Benefits of genetically modified food touted

 

Biotechnology is gradually revolutionizing crop production around the world but is still running into regulatory and consumer resistance says a panel of agriculture experts.


Speaking at a biotech economic summit, David Sippell, the London-based president of Syngenta Seeds Canada, said his company is using genetic modification to develop a growing number of traits in corn that could make the crop easier and cheaper to grow, enhance nutrition in feed corn and boost production in corn grown for ethanol.


Sippell said Ontario is already a leader in specialized crops, leading the world in production of a food-grade soybean used in Asian countries to produce tofu.


"Ontario is extremely well-positioned. We will be one of the first places where these things come to market," said Sippell. But he said other crops such as wheat are lagging behind in genetic modification and have been "orphaned by technology."


Sippell said Canadian wheat, unlike some other crops, is exported all over the world and faces regulatory hurdles in a number of countries. He said Syngenta has developed a wheat variety that resists Fusarium, a disease that can produce low levels of a cancer-causing toxin. "It's a desirable trait from a consumer perspective, but getting approvals for that trait in 50 or 60 countries is time-consuming, costly and politically sensitive," he said.
Peter Gredig, a farmer and agricultural journalist, said wheat faces more resistance from consumers wary of genetically modified crops. "For many people wheat equals bread," he said.  He said some countries have also used genetic modification as an excuse to impose trade restrictions.


Gredig was one of the first farmers to test genetically modified crops in 1996 on his farm south of London. He said most farmers take a pragmatic approach to genetically modified crops, growing them if they make economic sense. "Companies did a great job of explaining what was in it for producers . . . they forgot to explain what was in it for consumers. They saw a loss a control, " said Gredig.


Gredig said the term "genetic modification" was accepted by farmers but regarded with suspicion by consumers. He said consumers should hear that genetic modification could have positive benefits such as enhancing nutrition or creating new medicines.
'"The PR (public relations) can be as important as the crop itself," he said. He said farmers are gradually shifting out of wheat because its productivity is lagging behind other crops such as canola.


"Consumers in some parts of the world are saying 'we don't want this' and producers are looking at the flat productivity of wheat and the economics are telling them to get out."

WORK TASK 1: Edit the article on genetically modified food by rewriting everything from "Benefits of genetically" down to "of agriculture experts." with "Biotechnology" replaced by "Genetic engineering".
WORK TASK 2:
Decide whether each statement agrees with the article on genetically modified food. Answer yes or no for each, and quote the words of the article that decide it.
(a) Gredig tested genetically modified crops in 1996 on his farm south of London.
(b) Sippell said wheat is ahead of other crops in genetic modification.
(c) Gredig said the term "genetic modification" was accepted by consumers but regarded with suspicion by farmers.
WORK TASK 3:
Use the article on genetically modified food to answer each question.
(a) What position does David Sippell hold?
(b) In how many countries did Sippell say approvals for the Fusarium-resistant wheat trait would be needed?
(c) Which crop did Gredig name as one that wheat's productivity is lagging behind?

(Saved entries)
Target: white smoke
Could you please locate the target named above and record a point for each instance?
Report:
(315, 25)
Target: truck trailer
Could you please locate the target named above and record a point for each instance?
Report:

RESULT 1:
Benefits of genetically modified food touted

 

Genetic engineering is gradually revolutionizing crop production around the world but is still running into regulatory and consumer resistance says a panel of agriculture experts.

RESULT 2:
(a) Yes: "Gredig was one of the first farmers to test genetically modified crops in 1996 on his farm south of London."
(b) No: "other crops such as wheat are lagging behind in genetic modification"
(c) No: "the term "genetic modification" was accepted by farmers but regarded with suspicion by consumers"

RESULT 3:
(a) London-based president of Syngenta Seeds Canada
(b) 50 or 60 countries
(c) Canola